(Point localization data)
——

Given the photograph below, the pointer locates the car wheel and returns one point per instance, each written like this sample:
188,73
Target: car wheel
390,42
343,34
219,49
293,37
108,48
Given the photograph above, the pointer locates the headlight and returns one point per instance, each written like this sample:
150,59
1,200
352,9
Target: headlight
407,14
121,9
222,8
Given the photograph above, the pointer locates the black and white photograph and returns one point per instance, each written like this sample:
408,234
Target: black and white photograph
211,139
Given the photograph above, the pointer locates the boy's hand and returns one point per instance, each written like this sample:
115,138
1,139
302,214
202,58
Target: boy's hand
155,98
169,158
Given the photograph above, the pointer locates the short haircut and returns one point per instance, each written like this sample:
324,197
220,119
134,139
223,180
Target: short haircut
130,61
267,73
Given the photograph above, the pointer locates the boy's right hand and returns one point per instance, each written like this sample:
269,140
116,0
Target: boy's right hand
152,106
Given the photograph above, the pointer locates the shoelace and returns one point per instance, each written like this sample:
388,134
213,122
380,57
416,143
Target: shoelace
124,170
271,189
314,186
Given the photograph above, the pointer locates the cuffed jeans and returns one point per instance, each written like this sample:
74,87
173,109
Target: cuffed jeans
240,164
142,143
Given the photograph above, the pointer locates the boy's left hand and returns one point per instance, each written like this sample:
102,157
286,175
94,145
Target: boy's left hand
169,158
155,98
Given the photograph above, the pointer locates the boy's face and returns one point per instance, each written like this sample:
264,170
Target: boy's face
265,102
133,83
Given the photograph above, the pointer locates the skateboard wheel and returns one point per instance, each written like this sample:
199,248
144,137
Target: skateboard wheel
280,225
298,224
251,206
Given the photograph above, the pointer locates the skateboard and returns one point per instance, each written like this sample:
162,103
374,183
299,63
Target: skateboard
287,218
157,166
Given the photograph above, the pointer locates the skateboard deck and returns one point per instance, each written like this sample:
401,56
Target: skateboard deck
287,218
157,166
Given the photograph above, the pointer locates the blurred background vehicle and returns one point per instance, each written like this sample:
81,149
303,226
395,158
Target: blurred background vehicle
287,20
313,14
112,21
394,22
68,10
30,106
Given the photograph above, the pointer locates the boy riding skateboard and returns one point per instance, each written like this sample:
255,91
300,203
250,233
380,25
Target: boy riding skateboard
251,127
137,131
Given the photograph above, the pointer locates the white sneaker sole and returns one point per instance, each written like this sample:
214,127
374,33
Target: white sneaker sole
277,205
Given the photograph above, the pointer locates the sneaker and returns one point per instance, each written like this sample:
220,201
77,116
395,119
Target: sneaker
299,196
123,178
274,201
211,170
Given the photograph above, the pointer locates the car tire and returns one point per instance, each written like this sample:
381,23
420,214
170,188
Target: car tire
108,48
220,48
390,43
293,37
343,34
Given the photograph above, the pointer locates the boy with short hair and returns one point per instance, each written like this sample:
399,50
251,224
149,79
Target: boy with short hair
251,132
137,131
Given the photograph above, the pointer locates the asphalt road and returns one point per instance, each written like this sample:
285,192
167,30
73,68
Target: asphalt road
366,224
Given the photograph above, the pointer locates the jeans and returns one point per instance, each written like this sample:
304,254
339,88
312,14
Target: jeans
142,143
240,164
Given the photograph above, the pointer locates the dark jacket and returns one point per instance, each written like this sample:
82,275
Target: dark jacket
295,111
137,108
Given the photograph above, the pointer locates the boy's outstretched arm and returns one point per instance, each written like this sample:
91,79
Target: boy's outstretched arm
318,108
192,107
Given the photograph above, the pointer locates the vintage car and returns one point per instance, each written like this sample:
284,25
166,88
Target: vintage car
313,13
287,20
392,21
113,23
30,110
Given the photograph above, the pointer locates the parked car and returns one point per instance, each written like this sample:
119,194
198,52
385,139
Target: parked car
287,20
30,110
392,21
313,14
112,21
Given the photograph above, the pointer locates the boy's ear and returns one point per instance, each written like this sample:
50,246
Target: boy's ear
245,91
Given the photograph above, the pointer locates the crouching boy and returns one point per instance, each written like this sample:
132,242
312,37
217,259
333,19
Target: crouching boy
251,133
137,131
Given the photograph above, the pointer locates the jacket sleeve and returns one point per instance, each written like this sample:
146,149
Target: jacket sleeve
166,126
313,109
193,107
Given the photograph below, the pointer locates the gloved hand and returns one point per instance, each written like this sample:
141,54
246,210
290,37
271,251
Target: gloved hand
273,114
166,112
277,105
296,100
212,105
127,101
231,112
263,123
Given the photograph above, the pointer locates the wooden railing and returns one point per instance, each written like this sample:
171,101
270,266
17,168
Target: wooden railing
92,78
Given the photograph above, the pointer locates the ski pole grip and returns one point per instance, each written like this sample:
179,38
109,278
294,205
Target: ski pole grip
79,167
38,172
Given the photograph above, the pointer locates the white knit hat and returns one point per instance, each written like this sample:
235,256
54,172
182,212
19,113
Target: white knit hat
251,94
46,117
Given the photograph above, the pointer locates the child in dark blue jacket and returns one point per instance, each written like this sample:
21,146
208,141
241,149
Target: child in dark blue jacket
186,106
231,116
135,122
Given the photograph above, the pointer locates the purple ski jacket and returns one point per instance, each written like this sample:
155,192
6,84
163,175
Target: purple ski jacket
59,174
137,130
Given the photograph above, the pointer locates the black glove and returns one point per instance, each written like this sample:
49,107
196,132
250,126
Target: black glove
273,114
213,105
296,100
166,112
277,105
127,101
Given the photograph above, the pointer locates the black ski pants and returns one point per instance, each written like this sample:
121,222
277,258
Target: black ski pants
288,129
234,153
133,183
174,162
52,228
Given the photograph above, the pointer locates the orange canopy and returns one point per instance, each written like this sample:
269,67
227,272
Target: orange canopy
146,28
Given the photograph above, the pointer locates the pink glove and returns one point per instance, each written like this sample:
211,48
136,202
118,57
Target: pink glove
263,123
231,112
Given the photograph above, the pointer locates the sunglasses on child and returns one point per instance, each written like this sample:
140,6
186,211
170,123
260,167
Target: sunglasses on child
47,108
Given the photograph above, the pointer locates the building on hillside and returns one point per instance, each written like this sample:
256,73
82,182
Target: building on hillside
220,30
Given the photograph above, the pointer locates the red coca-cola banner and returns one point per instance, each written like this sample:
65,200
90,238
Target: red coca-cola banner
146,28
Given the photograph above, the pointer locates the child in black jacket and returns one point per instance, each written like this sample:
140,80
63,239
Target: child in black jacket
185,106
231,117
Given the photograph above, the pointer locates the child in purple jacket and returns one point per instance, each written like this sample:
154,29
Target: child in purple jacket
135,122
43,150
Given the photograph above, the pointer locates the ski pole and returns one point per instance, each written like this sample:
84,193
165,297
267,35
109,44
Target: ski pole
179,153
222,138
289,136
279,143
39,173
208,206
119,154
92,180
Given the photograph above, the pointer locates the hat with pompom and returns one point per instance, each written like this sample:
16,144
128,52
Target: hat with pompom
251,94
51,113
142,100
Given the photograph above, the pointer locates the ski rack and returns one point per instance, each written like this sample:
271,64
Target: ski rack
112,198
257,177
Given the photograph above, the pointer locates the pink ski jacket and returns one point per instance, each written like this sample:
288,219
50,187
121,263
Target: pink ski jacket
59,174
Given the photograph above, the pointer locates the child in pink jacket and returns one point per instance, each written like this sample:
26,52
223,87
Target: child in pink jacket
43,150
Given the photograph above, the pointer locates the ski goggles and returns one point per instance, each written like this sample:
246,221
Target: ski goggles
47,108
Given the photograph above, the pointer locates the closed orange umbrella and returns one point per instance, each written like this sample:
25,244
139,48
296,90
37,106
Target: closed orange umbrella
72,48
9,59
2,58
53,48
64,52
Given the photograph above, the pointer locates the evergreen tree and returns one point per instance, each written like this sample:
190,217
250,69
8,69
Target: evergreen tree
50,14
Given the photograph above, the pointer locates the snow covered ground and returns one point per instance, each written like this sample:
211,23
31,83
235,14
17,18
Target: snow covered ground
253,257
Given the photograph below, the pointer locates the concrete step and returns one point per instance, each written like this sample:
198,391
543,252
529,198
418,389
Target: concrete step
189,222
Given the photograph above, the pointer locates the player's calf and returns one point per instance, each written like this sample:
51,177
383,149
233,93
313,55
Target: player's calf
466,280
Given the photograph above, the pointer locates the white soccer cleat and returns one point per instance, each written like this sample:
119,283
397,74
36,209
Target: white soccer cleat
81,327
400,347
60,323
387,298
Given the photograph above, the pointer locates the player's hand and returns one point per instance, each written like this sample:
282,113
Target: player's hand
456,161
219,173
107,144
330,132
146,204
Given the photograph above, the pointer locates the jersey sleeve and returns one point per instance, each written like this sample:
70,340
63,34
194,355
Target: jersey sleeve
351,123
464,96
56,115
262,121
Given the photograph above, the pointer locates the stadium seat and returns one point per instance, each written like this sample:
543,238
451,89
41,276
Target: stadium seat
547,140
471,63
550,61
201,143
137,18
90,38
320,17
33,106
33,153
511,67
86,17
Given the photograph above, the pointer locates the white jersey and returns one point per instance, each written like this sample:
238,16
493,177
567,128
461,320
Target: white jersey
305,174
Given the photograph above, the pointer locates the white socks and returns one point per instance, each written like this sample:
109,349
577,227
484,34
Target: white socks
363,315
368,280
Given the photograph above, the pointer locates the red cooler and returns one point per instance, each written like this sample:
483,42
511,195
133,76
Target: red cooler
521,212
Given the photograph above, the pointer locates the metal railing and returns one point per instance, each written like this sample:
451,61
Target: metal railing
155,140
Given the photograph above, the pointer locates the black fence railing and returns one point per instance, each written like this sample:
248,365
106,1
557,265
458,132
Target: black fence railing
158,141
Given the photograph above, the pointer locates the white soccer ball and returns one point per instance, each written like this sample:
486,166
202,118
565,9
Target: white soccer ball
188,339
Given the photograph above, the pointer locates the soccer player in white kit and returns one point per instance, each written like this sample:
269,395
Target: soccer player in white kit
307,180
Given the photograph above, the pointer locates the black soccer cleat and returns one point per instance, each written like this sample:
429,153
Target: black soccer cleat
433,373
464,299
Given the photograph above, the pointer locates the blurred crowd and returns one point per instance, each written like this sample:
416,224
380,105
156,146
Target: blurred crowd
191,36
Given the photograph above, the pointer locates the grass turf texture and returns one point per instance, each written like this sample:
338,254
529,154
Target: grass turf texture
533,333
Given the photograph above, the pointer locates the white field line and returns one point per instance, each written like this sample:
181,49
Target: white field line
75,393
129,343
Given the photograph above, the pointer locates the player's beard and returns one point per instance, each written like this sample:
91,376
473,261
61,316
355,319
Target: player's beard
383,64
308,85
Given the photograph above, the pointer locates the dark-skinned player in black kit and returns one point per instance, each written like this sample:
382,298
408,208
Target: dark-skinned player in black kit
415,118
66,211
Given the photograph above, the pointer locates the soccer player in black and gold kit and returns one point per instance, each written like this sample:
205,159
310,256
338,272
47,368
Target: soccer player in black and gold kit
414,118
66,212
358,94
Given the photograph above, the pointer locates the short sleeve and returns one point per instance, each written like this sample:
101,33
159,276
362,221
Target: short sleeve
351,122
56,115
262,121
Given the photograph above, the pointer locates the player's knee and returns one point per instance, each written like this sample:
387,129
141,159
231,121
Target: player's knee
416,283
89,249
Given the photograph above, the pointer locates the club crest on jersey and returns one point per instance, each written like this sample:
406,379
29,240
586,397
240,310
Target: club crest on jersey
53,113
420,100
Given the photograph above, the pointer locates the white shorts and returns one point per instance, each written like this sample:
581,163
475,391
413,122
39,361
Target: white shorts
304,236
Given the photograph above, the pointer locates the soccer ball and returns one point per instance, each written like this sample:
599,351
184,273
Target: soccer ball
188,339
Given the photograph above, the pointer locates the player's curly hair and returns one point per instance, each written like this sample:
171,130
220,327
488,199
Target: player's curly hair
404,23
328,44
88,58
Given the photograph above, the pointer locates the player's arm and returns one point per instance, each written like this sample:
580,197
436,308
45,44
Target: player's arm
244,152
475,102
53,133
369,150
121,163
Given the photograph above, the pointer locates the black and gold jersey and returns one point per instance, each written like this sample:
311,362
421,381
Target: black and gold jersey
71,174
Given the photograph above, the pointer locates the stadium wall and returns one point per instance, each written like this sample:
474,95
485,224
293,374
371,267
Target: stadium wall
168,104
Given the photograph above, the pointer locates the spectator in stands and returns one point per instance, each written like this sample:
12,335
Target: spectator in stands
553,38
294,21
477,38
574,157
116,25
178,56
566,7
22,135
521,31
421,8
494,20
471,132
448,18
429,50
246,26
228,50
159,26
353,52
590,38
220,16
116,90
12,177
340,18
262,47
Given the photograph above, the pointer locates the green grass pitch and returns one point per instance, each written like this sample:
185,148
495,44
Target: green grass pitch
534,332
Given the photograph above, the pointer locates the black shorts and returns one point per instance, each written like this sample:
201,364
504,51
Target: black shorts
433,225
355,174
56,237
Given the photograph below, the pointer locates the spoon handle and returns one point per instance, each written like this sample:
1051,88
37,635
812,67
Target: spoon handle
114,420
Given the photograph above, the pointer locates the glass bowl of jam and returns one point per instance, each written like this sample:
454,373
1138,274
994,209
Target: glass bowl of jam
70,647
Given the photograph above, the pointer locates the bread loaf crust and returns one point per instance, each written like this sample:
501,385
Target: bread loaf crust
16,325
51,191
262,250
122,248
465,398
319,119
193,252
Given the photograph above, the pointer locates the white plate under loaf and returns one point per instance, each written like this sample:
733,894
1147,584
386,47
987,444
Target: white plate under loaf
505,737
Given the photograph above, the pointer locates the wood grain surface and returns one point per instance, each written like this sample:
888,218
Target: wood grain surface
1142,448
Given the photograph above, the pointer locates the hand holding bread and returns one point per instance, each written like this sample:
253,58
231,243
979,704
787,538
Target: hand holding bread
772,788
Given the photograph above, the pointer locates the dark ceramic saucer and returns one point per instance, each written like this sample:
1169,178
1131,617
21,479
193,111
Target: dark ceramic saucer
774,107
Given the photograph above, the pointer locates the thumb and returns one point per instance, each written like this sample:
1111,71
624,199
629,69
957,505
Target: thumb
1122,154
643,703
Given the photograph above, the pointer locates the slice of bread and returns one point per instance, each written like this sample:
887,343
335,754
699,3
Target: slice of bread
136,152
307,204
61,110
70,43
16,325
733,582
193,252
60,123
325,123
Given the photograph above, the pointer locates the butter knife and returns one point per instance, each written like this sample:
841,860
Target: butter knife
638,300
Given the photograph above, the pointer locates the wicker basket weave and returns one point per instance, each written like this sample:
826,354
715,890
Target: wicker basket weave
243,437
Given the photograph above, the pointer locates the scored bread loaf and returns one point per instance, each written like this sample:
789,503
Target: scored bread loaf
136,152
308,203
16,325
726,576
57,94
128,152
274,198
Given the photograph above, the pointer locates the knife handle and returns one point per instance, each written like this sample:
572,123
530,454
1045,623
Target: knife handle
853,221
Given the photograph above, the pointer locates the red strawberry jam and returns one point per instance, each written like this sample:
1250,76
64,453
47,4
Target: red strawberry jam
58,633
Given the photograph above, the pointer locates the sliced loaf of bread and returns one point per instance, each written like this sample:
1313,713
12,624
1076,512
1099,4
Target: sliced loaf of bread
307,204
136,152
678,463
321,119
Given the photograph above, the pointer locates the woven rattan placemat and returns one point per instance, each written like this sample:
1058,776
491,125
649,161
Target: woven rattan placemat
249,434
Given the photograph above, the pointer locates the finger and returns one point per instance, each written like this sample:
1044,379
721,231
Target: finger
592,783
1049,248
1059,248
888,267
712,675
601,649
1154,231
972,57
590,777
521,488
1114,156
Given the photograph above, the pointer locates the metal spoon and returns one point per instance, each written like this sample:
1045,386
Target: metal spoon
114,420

——

Aim of the task: Output, from the data above, the lines from the line with "Given the photograph above, the pointer locates the orange" to the line with "Given the photograph above, the pointer locates the building" exactly as they stand, both ends included and nothing else.

Solution for this problem:
Given the photograph above, the pointer locates the orange canopy and returns one point per instance, each written like this sample:
269,67
227,272
Target: orange canopy
146,28
Given the photograph above, the pointer locates the pink glove and returns one point per instance, each written like this sample:
211,48
136,202
118,57
Target: pink glove
263,123
231,112
Given the photograph above, the pointer locates the sunglasses on child and returns one point per instance, each written like this sample:
140,6
186,211
170,123
260,167
Target: sunglasses on child
47,108
Given the photograph above, the pointer locates the building on hillside and returns one point per instance, each written like this sample:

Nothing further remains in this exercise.